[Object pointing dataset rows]
- - -
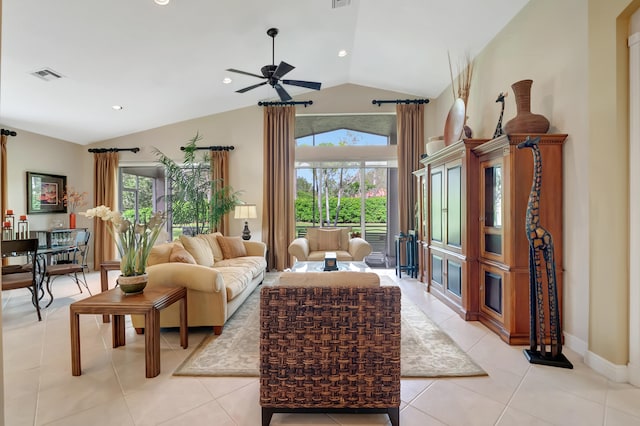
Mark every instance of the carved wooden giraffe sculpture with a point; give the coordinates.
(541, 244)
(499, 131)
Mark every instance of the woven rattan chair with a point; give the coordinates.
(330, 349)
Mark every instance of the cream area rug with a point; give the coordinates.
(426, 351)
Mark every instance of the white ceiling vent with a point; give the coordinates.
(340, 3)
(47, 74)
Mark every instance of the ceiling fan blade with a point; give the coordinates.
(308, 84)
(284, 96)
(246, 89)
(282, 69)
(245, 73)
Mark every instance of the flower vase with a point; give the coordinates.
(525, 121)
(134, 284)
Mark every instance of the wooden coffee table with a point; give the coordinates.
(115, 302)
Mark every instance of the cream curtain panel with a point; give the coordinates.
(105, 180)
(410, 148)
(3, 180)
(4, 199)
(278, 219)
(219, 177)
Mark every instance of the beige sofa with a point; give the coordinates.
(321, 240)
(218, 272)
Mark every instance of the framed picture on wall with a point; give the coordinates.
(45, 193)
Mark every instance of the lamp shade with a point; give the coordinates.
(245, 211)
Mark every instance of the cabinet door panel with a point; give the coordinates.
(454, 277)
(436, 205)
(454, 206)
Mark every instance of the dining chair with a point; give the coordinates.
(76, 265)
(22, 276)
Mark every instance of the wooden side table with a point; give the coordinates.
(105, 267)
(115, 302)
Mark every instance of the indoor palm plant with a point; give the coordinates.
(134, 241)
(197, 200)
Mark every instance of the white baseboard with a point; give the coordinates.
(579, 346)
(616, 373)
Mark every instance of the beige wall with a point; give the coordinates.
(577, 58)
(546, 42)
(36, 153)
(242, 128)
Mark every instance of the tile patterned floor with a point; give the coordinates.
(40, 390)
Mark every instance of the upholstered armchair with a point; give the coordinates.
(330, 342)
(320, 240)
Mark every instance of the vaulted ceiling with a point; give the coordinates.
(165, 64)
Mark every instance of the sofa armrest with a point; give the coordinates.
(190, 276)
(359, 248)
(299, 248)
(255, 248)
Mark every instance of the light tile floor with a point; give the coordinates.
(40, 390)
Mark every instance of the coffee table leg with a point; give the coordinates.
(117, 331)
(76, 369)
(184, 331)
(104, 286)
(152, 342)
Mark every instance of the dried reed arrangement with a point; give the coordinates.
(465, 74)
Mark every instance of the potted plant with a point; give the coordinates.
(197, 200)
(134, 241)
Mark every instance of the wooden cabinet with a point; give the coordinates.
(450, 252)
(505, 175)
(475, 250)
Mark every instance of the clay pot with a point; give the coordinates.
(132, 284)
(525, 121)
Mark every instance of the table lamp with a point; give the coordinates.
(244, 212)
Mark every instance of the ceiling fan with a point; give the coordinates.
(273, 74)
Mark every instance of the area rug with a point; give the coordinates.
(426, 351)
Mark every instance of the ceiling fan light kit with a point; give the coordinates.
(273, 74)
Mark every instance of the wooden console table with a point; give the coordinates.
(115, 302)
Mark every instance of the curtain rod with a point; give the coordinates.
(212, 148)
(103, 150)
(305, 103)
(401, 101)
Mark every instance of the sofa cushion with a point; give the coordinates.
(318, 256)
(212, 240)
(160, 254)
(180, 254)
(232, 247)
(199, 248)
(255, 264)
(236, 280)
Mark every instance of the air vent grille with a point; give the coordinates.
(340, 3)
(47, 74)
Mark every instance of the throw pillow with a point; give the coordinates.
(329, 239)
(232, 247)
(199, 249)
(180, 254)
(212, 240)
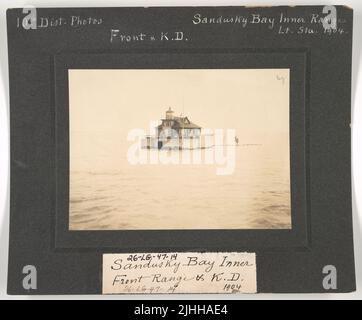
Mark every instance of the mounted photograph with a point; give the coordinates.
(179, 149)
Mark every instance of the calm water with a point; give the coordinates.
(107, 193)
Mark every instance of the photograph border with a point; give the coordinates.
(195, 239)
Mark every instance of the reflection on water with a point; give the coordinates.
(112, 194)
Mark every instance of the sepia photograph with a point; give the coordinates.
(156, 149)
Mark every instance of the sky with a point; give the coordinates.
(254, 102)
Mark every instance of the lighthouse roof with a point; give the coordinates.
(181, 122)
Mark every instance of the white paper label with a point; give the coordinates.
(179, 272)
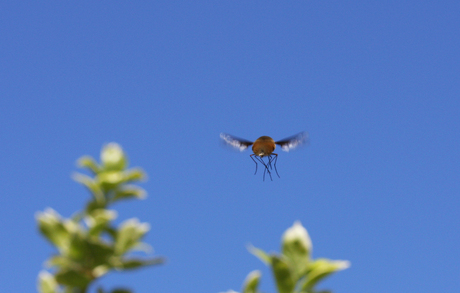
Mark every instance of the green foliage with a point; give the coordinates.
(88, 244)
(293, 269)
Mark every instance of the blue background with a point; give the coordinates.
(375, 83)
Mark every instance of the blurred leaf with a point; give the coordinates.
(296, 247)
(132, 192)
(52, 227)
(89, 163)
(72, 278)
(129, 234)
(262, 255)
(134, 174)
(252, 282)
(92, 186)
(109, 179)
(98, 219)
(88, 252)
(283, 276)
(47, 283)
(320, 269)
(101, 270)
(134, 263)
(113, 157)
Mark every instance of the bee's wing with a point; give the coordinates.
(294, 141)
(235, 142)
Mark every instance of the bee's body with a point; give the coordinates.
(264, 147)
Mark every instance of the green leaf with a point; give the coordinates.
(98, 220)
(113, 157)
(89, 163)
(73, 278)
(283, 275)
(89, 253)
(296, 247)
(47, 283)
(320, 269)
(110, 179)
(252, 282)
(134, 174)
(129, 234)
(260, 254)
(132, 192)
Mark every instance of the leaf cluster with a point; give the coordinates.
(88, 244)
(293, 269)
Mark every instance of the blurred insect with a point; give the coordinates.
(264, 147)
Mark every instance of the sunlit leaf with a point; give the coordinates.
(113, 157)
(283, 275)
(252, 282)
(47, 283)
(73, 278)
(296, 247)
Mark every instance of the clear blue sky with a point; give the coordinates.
- - -
Copy these rows verbatim, all of them, but omit the pictures.

Mark every instance of the carved wooden giraffe sculpture with a point; give the coordinates.
(541, 244)
(499, 131)
Mark every instance of the woven rattan chair with a point; give the coordinates.
(330, 349)
Mark every instance of the cream area rug with a point; give the coordinates.
(426, 351)
Mark every instance of the white ceiling vent with a point; give the coordinates.
(340, 3)
(47, 74)
Mark every instance of the ceiling fan blade with a point; give the coordinates.
(308, 84)
(284, 96)
(246, 89)
(282, 69)
(245, 73)
Mark every instance of the flower vase with a point; give the coordinates.
(525, 121)
(134, 284)
Mark every instance of the wooden coffee table with a point; give the coordinates.
(115, 302)
Mark every instance of the cream curtain panel with a point; give the coordinates.
(105, 180)
(410, 148)
(3, 180)
(4, 199)
(278, 219)
(219, 177)
Mark every instance of the beige sofa with a point; give the coordinates.
(321, 240)
(218, 272)
Mark every instance of the framed picture on wall with a point; give the coordinates.
(45, 193)
Mark every instance of the lamp shade with a point; give the coordinates.
(245, 211)
Mark every instance of the cabinet door panel with a point; give the coordinates.
(454, 277)
(436, 205)
(454, 206)
Mark every instance of the dining chair with a point; give the coordinates.
(76, 265)
(22, 276)
Mark every instance of the wooden side table with a point; give the coordinates.
(105, 267)
(115, 302)
Mark every instance of the indoor palm plant with a point; give the coordinates.
(134, 241)
(197, 200)
Mark every instance of the white baseboard with a point; give the coordinates.
(579, 346)
(616, 373)
Mark every instance of the beige wall with a point; give the coordinates.
(577, 58)
(546, 42)
(36, 153)
(242, 128)
Mark every instance of the tile patterned floor with a point; give the coordinates.
(40, 390)
Mark every instance of the upholstered armchair with a point; give the coordinates.
(330, 342)
(320, 240)
Mark every instance of the vaulted ceiling with a point; give the coordinates.
(165, 64)
Mark every instance of the sofa armrest with a point; give the coordinates.
(190, 276)
(359, 248)
(299, 248)
(255, 248)
Mark every instance of the light tile floor with a point; give the coordinates.
(40, 390)
Mark every instance of the coffee table leg with a point; give the coordinates.
(117, 331)
(76, 369)
(184, 331)
(104, 286)
(152, 342)
Mark every instance of the dried reed arrangement with a point; give the coordinates.
(465, 74)
Mark every instance of the potted plant with a point; give the coordinates.
(197, 200)
(134, 241)
Mark every instance of the wooden cabinet with a point; give the coordinates.
(450, 252)
(505, 175)
(475, 250)
Mark every instance of the clay pot with a point; give the coordinates.
(132, 284)
(525, 121)
Mark every instance of the table lamp with a point; give the coordinates.
(244, 212)
Mark every instance of the ceiling fan with a point; give the coordinates.
(273, 74)
Mark every instance of the area rug with a point; give the coordinates.
(426, 351)
Mark every instance of the ceiling fan light kit with a point; give the coordinates.
(273, 74)
Mark every instance of the wooden console table with a point; give the coordinates.
(115, 302)
Mark every instance of the curtain rod with a point; give the coordinates.
(212, 148)
(103, 150)
(305, 103)
(401, 101)
Mark every instance of the sofa cushion with a point; give the coordinates.
(318, 256)
(212, 240)
(160, 254)
(180, 254)
(232, 247)
(199, 248)
(255, 264)
(236, 280)
Mark every instance of the air vent grille with a point; give the coordinates.
(340, 3)
(47, 74)
Mark every instance of the throw pillow with a point; give the coordinates.
(329, 239)
(232, 247)
(199, 249)
(180, 254)
(212, 240)
Mark every instance of the mounted photograph with a point; give the coordinates.
(179, 149)
Mark every instance of the calm water with a point; give the coordinates.
(107, 193)
Mark every instance of the photograph border with a point; give the coordinates.
(195, 239)
Mark every instance of the reflection on water with a point; give the coordinates.
(112, 194)
Mark every instance of the sepia photograph with a point; give the coordinates.
(156, 149)
Mark every instance of the sky with a point; give the coordinates.
(254, 102)
Mark every instance of the lighthouse roof with a point; give the coordinates.
(181, 122)
Mark every instance of the white paper label with a point; give the coordinates.
(179, 272)
Mark every instance of the green foliage with a point; give the coordinates.
(88, 244)
(293, 269)
Mark every instance of the blue background with a point; give the coordinates.
(375, 83)
Mark every instance of the blurred leaf with a point; give the coordinates.
(296, 247)
(132, 192)
(52, 227)
(89, 163)
(72, 278)
(129, 234)
(262, 255)
(134, 174)
(252, 282)
(92, 186)
(109, 179)
(98, 219)
(88, 252)
(283, 276)
(47, 283)
(320, 269)
(101, 270)
(134, 263)
(113, 157)
Mark every instance of the bee's wing with a point; give the coordinates.
(294, 141)
(235, 142)
Mark every instance of the bee's body with a point; give the coordinates.
(264, 147)
Mark every instance of the green leaf with a point; give the coordinates.
(98, 220)
(113, 157)
(89, 163)
(73, 278)
(283, 275)
(89, 253)
(296, 247)
(47, 283)
(320, 269)
(110, 179)
(252, 282)
(134, 174)
(129, 234)
(260, 254)
(132, 192)
Mark every instance of the leaf cluster with a point; give the coordinates.
(88, 244)
(293, 269)
Mark every instance of the blurred insect with a point; give the coordinates.
(264, 147)
Mark every instance of the sunlit leaf with a point; give the coordinates.
(113, 157)
(283, 275)
(252, 282)
(47, 283)
(73, 278)
(296, 247)
Mark every instance of the clear blue sky with a point; give the coordinates.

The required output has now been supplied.